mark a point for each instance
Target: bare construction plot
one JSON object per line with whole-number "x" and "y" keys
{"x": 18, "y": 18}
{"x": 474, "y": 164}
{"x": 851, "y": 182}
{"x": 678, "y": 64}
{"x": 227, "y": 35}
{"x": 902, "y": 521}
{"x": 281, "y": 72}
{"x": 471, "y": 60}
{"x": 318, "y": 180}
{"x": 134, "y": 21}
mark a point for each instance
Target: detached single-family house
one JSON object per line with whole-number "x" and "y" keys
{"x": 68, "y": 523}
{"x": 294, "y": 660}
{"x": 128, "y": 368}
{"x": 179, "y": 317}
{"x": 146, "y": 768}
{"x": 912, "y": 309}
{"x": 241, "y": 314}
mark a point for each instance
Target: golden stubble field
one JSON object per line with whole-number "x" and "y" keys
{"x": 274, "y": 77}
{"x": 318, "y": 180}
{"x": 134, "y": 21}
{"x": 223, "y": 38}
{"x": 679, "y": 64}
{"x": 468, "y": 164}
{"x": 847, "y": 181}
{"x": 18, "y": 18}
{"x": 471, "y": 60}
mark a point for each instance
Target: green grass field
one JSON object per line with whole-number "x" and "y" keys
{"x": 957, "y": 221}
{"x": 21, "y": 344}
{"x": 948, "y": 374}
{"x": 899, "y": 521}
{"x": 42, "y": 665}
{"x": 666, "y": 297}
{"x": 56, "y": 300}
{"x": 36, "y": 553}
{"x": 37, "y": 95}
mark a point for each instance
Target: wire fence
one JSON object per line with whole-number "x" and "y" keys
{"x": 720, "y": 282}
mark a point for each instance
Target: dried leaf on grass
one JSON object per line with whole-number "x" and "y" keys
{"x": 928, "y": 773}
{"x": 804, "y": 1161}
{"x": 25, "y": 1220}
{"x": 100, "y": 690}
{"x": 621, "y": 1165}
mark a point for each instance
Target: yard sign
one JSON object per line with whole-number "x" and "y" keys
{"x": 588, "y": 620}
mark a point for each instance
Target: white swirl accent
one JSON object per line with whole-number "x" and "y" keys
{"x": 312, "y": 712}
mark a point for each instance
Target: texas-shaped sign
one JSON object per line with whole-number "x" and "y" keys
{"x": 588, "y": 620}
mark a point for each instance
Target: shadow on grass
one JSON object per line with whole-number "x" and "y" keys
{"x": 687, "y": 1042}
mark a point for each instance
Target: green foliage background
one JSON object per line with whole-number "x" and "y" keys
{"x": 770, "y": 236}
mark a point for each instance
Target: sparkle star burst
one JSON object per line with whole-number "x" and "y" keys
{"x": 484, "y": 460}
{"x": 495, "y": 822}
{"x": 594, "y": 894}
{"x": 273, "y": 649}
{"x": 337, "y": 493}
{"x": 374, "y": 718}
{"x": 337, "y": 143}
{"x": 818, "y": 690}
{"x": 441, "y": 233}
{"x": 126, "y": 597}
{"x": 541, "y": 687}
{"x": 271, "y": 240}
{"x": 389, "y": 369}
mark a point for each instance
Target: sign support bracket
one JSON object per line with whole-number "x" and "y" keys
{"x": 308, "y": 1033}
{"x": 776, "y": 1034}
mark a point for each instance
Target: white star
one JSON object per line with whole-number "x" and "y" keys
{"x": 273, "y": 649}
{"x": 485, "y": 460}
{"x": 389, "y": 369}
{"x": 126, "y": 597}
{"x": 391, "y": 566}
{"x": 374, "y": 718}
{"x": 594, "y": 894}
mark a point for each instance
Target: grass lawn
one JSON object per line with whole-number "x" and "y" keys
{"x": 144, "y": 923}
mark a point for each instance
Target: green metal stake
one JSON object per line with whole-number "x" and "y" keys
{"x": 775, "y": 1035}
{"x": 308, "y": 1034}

◇ ◇ ◇ ◇ ◇ ◇ ◇

Could you transcribe each entry exactly as it stands?

mark a point for each instance
Target: bare construction plot
one JSON object per line with whole-number "x" and "y" keys
{"x": 18, "y": 18}
{"x": 474, "y": 164}
{"x": 851, "y": 182}
{"x": 678, "y": 64}
{"x": 227, "y": 35}
{"x": 902, "y": 521}
{"x": 281, "y": 72}
{"x": 471, "y": 60}
{"x": 318, "y": 180}
{"x": 134, "y": 21}
mark a point for each instance
Target: detached single-family house
one JSON object per line with whole-number "x" and "y" keys
{"x": 68, "y": 523}
{"x": 294, "y": 660}
{"x": 128, "y": 368}
{"x": 179, "y": 317}
{"x": 146, "y": 768}
{"x": 912, "y": 309}
{"x": 241, "y": 314}
mark a point for each instance
Target: golden stubble field
one JSON object per line with whole-number "x" and "y" keys
{"x": 274, "y": 77}
{"x": 318, "y": 180}
{"x": 134, "y": 21}
{"x": 223, "y": 38}
{"x": 679, "y": 64}
{"x": 468, "y": 164}
{"x": 847, "y": 181}
{"x": 18, "y": 18}
{"x": 471, "y": 60}
mark a point for each instance
Target: green grass field
one JSON object per line with whole-number "x" and "y" keys
{"x": 957, "y": 221}
{"x": 21, "y": 344}
{"x": 948, "y": 374}
{"x": 899, "y": 521}
{"x": 42, "y": 665}
{"x": 666, "y": 297}
{"x": 56, "y": 300}
{"x": 36, "y": 553}
{"x": 37, "y": 95}
mark a point for each instance
Target: wire fence
one JSON object per line with whole-number "x" and "y" keys
{"x": 720, "y": 282}
mark a point for each instance
Target: dried leaf on grass
one JSON object per line with whole-number "x" and "y" keys
{"x": 928, "y": 773}
{"x": 804, "y": 1161}
{"x": 25, "y": 1220}
{"x": 100, "y": 690}
{"x": 621, "y": 1165}
mark a point for each instance
Target: yard sign
one JSON object per line with whole-number "x" and "y" keys
{"x": 588, "y": 620}
mark a point for each instance
Target: white swirl accent
one JSON object per line with whole-number "x" and "y" keys
{"x": 312, "y": 712}
mark a point for each instance
Target: texas-shaped sign
one JSON object per line with whole-number "x" and "y" keys
{"x": 588, "y": 620}
mark a point for each instance
Target: shadow on grass
one JSON object per line with whole-number "x" and "y" keys
{"x": 687, "y": 1042}
mark a point for each instance
Target: green foliage background
one JSON object per line with whole-number "x" and "y" keys
{"x": 770, "y": 236}
mark a point for each instance
Target: sparkle star burst
one JSON object per line with whole-number "x" and "y" keys
{"x": 484, "y": 460}
{"x": 495, "y": 822}
{"x": 594, "y": 894}
{"x": 273, "y": 649}
{"x": 337, "y": 493}
{"x": 374, "y": 718}
{"x": 337, "y": 143}
{"x": 818, "y": 690}
{"x": 441, "y": 233}
{"x": 126, "y": 597}
{"x": 541, "y": 687}
{"x": 271, "y": 240}
{"x": 389, "y": 369}
mark a point for each instance
Target: sign support bracket
one JSON object per line with whole-number "x" and "y" keys
{"x": 308, "y": 1033}
{"x": 776, "y": 1034}
mark a point for each instance
Target: white star
one JSON object per line with whole-number "x" and "y" keys
{"x": 273, "y": 649}
{"x": 485, "y": 460}
{"x": 389, "y": 369}
{"x": 126, "y": 597}
{"x": 391, "y": 566}
{"x": 374, "y": 718}
{"x": 594, "y": 894}
mark a point for each instance
Target: grass lawn
one JSON object per line with whole-number "x" and "y" keys
{"x": 144, "y": 923}
mark a point for each instance
Target: green metal stake
one JSON object per line with whole-number "x" and "y" keys
{"x": 775, "y": 1035}
{"x": 308, "y": 1034}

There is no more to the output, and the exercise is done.